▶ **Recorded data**
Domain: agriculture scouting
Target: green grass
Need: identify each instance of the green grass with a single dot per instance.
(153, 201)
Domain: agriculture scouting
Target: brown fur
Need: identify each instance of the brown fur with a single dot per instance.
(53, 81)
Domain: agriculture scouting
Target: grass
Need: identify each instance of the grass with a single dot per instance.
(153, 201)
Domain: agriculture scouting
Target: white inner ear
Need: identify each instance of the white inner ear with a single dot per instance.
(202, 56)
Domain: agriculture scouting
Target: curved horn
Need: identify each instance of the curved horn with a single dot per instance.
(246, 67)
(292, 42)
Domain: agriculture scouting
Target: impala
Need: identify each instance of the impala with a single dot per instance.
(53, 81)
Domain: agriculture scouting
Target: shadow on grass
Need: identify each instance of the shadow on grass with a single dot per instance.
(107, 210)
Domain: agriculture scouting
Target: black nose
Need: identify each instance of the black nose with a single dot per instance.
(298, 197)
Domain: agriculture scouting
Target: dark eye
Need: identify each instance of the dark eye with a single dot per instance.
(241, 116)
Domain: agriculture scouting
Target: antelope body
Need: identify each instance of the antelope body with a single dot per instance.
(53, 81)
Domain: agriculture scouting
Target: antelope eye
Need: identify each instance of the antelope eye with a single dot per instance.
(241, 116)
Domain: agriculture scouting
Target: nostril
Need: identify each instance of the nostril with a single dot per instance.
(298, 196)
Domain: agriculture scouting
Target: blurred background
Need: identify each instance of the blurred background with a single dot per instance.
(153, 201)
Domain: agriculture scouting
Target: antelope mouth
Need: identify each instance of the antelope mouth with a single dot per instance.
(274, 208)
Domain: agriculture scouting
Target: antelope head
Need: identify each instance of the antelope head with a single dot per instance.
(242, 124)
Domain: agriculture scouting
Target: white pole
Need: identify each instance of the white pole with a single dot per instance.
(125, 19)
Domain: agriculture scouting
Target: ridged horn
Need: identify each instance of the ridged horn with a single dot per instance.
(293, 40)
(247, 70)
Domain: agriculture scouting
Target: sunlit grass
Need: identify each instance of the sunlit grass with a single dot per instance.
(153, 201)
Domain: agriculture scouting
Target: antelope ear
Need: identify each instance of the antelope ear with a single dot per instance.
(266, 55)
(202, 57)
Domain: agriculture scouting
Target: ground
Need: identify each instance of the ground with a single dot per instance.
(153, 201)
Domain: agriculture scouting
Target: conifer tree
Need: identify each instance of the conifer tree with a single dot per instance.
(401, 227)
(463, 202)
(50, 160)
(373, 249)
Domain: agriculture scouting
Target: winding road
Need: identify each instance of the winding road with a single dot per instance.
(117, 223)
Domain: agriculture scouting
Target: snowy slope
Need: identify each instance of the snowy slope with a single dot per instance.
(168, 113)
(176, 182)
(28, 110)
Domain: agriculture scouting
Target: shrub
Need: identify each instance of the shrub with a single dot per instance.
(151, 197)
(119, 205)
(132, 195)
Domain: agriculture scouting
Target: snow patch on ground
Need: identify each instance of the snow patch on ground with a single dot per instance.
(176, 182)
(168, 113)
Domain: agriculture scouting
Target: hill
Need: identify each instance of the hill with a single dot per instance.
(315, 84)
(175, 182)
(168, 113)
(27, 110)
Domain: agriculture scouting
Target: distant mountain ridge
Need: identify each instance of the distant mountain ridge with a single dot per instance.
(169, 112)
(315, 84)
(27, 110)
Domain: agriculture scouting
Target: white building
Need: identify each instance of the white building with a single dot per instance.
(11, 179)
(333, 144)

▶ **Exercise details**
Without leaving anything out, give the entries again exactly.

▶ **Task response**
Domain: agriculture scouting
Target: green grass
Need: identify each instance of the green grass with a single dot per instance.
(153, 201)
Domain: agriculture scouting
Target: brown fur
Need: identify each instance of the brown fur with a single dot per instance.
(53, 81)
Domain: agriculture scouting
Target: grass
Need: identify each instance of the grass with a single dot per instance.
(153, 201)
Domain: agriculture scouting
Target: white inner ear
Need: identify each instance of the white inner ear with a single dot per instance.
(202, 56)
Domain: agriculture scouting
Target: curved horn
Need: identify each instance of the curved horn with a single dot per instance.
(246, 67)
(292, 42)
Domain: agriculture scouting
Target: impala
Need: identify each instance of the impala with a single dot per instance.
(53, 81)
Domain: agriculture scouting
Target: shadow on grass
Need: identify each instance of the shadow on grass with a single dot per instance.
(107, 210)
Domain: agriculture scouting
Target: black nose
Need: identify each instance of the black nose with a single dot per instance.
(298, 197)
Domain: agriculture scouting
Target: dark eye
Need: identify each instance of the dark eye with a single dot per instance.
(241, 116)
Domain: agriculture scouting
Target: antelope body
Need: identify each instance of the antelope body with a single dot per instance.
(53, 81)
Domain: agriculture scouting
Target: antelope eye
Need: identify each instance of the antelope eye with a single dot per instance.
(241, 116)
Domain: agriculture scouting
Target: nostril
Need: identify each instance of the nostril with a single dot per instance.
(298, 196)
Domain: agriculture scouting
Target: blurred background
Need: identify each instance of the blurred background with a single dot per instance.
(153, 201)
Domain: agriculture scouting
Target: antelope mouth
Need: identify each instance of the antelope mouth with a single dot per instance.
(274, 208)
Domain: agriculture scouting
Target: antelope head
Need: identify each instance of the antelope head with a single dot per instance.
(242, 124)
Domain: agriculture scouting
Target: white pole
Need: identify each instance of the white pole with a single dot per instance.
(125, 19)
Domain: agriculture scouting
Target: ridged horn
Need: identify each instance of the ridged horn with a single dot per instance.
(293, 40)
(247, 70)
Domain: agriculture scouting
Target: sunlit grass
Need: identify each instance of the sunlit grass with a single dot per instance.
(153, 201)
Domain: agriculture scouting
Target: antelope ear
Need: identify each instance of the antelope ear with a single dot per instance.
(266, 55)
(202, 57)
Domain: agriculture scouting
Target: ground
Need: identify each instance of the ground with a single dot per instance.
(153, 201)
Domain: agriculture scouting
Target: conifer tree
Need: identify each instance of the conifer tree with a single dot per instance.
(401, 227)
(463, 202)
(50, 160)
(373, 249)
Domain: agriculture scouting
Target: winding road
Need: identify each instance of the winding road with a single dot per instance.
(117, 223)
Domain: agriculture scouting
Target: snowy slope
Need: identify each instance of the snowy slope with a single dot per instance.
(168, 113)
(176, 182)
(28, 110)
Domain: agriculture scouting
Target: shrub
Need: identify each instance of the shrub with a single dot per instance.
(151, 197)
(119, 205)
(132, 195)
Domain: agriculture scouting
Target: snow patch on ground
Need: identify each instance of the snow patch on ground with a single dot per instance.
(176, 182)
(168, 113)
Domain: agriculture scouting
Target: hill
Need: identify each instance of the hill with a single dot per instance.
(315, 84)
(175, 182)
(168, 113)
(27, 110)
Domain: agriculture scouting
Target: distant mountain ridge
Need: identify each instance of the distant mountain ridge with a single dot per instance.
(169, 112)
(315, 84)
(27, 110)
Domain: agriculture scouting
Target: white building
Need: identify each instance of the white building with a single dot per instance.
(11, 179)
(333, 144)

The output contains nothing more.